Mayor of Tillamook, Oregon
- In office 1905–1907

Tillamook County Assistant District Attorney
- In office 1915–1916

Personal details
- Born: 1873 Novelty, Missouri, US
- Died: 1963 (aged 89–90) Tillamook, Oregon, US
- Party: Republican
- Education: University of Missouri
- Profession: attorney

= Hosea T. Botts =

American attorney and politician

Hosea Thompson Botts (1873–1963) was an American attorney and politician who served as Mayor of Tillamook, Oregon from 1905 to 1907, spanning two terms.

==Biography==
Hosea T. Botts was born in Novelty, Missouri on June 8, 1873, to Benjamin and Mary C. Botts. He attended Oaklawn College and later the University of Missouri for law school. By 1900 he was living in Knox, Missouri working as an attorney.

In 1901, Botts moved to Oregon where he applied and was seated to the Oregon State Bar. In his first year in Oregon, Botts had a partnership B. L. Eddy which ended shortly thereafter. Botts was swept into office with other prohibition candidates in Tillamook, Oregon in 1905 after defeating R.W. Watson, who The Oregonian dubbed "the saloon candidate". Botts ran for re-election unopposed in 1906. The Oregonian noted there was little opposition to the prohibition beliefs of Botts. As mayor he participated in a ceremonial event celebrating the beginning of construction on the Tillamook span of the Pacific Railway and Navigation Company railway. In November 1907, Botts dismissed two fines levied against men who were arrested at a gambling establishment because according to Botts they proved that they had not been gambling at the time of the raid by Tillamook County Sheriff Hank Crenshaw.

To do.
(1) From the Hosea T. Botts biography, reproduce the passage between "Hosea Thompson Botts" and "as an attorney.", inclusive.
(2) Name every person other than Hosea T. Botts who is mentioned in the Hosea T. Botts biography.
(3) According to the Hosea T. Botts biography, are these statements true? (a) Botts had no opponent when he ran for re-election in 1906. (b) Botts's partnership with B. L. Eddy lasted many years. (c) Botts was born in Knox, Missouri.

(Point localization data)

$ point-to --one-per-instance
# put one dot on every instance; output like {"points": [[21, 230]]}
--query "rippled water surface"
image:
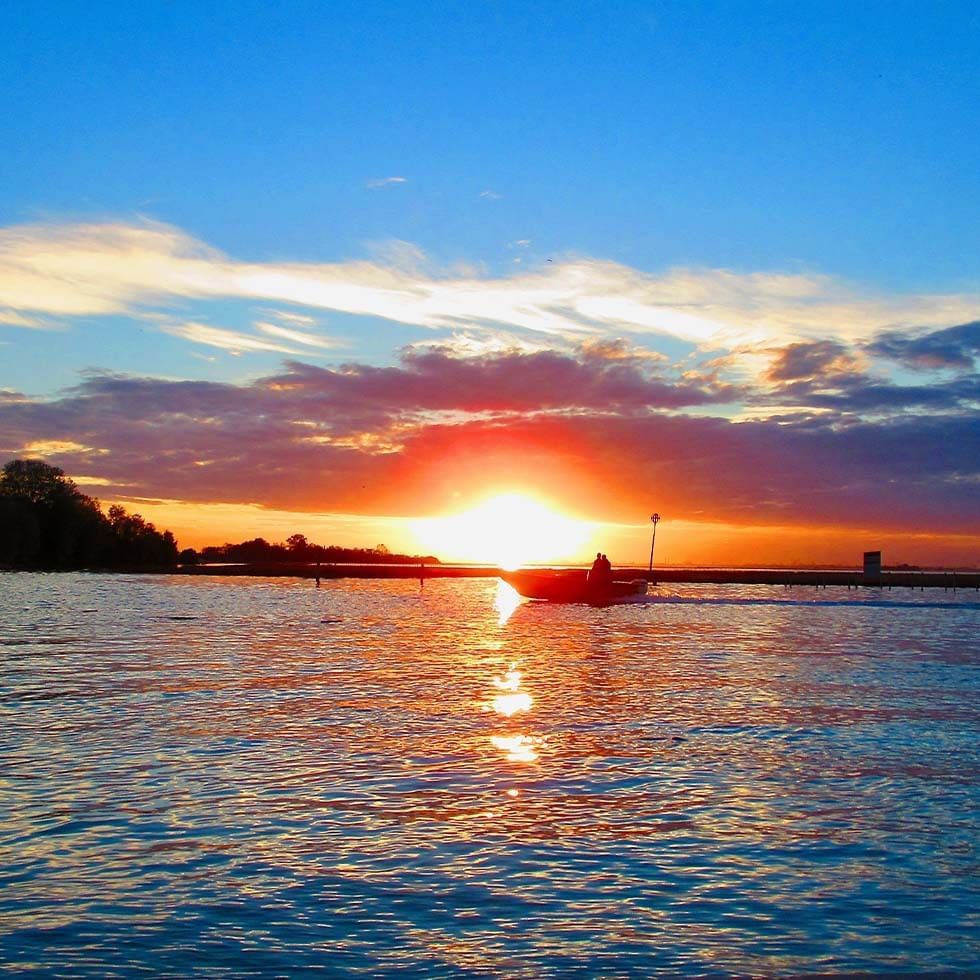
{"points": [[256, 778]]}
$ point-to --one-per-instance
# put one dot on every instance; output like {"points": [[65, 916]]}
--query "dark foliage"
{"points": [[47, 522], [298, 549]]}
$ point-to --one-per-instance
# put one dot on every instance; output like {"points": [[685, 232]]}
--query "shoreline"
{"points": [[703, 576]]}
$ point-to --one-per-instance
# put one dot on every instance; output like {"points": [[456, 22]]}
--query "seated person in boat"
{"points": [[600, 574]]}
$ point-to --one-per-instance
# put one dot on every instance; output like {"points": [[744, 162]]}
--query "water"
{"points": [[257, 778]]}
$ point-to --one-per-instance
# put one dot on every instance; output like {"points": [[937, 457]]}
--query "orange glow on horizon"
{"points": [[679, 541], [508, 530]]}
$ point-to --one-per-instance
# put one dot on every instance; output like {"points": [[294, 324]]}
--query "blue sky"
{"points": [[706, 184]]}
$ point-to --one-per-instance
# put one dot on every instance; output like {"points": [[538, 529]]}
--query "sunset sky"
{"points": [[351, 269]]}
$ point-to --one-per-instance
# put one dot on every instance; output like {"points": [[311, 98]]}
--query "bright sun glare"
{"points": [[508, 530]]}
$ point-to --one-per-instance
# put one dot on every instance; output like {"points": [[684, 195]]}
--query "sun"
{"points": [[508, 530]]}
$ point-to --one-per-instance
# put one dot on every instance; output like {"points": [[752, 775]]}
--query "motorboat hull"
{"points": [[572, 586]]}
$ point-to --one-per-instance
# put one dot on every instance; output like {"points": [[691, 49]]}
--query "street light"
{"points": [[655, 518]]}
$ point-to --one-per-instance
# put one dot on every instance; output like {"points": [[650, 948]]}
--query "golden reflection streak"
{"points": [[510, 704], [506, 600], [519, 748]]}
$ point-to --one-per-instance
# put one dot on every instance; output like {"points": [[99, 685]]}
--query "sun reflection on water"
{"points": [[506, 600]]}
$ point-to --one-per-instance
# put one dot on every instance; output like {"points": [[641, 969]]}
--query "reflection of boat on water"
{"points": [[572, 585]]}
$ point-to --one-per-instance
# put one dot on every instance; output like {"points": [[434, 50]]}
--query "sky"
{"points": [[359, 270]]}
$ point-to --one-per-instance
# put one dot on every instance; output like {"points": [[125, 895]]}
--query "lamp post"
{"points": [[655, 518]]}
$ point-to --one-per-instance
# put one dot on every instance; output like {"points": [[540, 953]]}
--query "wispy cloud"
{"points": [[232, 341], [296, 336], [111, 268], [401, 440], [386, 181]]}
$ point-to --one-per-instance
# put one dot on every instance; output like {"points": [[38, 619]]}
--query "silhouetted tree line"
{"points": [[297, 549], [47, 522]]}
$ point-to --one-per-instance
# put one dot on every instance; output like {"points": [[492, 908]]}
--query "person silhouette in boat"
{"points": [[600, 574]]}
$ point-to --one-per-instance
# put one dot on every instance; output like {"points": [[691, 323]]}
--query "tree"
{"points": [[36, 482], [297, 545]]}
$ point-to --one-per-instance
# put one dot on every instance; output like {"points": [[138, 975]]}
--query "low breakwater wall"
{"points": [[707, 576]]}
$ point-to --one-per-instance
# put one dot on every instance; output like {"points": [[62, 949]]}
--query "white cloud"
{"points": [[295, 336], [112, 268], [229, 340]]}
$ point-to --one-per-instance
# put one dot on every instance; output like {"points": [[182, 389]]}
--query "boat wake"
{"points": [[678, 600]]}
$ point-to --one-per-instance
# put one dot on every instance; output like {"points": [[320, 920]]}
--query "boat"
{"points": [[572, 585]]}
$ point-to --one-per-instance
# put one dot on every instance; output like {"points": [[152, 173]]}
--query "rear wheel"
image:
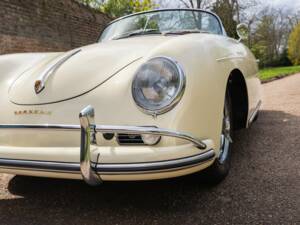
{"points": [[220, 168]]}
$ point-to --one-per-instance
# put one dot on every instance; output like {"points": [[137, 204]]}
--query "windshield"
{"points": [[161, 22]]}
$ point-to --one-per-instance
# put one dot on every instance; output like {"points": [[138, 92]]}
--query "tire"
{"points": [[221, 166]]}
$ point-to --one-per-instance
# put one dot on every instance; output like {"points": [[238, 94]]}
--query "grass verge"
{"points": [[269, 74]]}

--

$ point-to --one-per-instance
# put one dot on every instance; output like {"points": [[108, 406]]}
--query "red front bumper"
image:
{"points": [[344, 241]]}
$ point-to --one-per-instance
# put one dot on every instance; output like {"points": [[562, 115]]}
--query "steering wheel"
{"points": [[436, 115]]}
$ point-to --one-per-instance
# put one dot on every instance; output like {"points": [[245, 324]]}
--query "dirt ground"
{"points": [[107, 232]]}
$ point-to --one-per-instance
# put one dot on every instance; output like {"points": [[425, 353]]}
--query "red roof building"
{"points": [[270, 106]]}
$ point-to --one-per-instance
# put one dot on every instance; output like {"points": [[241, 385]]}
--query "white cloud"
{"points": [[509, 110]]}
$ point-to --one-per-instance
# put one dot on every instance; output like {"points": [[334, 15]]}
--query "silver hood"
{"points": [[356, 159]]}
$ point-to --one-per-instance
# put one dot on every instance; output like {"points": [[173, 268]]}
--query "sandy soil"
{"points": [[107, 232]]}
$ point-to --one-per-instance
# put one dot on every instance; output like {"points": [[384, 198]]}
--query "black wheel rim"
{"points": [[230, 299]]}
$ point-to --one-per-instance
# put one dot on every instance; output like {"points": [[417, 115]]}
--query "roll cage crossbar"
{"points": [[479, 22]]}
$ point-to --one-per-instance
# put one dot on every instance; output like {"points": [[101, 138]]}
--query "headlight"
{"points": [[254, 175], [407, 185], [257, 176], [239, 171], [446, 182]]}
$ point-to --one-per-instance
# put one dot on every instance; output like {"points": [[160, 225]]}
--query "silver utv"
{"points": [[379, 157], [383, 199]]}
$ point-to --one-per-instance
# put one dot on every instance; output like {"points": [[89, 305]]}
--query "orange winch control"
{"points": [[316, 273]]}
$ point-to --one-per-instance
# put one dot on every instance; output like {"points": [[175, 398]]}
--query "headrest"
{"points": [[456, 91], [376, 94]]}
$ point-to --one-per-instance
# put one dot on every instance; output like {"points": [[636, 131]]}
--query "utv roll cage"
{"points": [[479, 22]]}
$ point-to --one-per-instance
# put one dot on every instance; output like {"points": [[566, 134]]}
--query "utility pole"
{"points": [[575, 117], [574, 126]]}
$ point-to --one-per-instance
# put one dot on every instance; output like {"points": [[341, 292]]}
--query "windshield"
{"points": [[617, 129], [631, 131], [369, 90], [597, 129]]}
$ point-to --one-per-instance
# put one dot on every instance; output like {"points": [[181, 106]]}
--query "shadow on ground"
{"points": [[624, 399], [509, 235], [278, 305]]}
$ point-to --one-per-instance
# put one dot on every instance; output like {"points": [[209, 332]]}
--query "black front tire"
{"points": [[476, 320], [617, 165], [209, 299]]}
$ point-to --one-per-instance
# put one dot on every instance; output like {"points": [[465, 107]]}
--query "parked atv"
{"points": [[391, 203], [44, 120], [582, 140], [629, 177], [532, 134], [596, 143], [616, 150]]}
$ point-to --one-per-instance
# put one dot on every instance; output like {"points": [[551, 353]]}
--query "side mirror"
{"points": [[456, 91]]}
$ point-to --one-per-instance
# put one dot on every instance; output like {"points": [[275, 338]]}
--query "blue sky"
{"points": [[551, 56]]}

Results for the exercise.
(1)
Hosea Thompson Botts (1873–1963) was an American attorney and politician who served as Mayor of Tillamook, Oregon from 1905 to 1907, spanning two terms.

==Biography==
Hosea T. Botts was born in Novelty, Missouri on June 8, 1873, to Benjamin and Mary C. Botts. He attended Oaklawn College and later the University of Missouri for law school. By 1900 he was living in Knox, Missouri working as an attorney.

(2) Benjamin Botts, Mary C. Botts, B. L. Eddy, R.W. Watson, Hank Crenshaw

(3)
(a) Yes: "Botts ran for re-election unopposed in 1906."
(b) No: "Botts had a partnership B. L. Eddy which ended shortly thereafter."
(c) No: "Hosea T. Botts was born in Novelty, Missouri on June 8, 1873"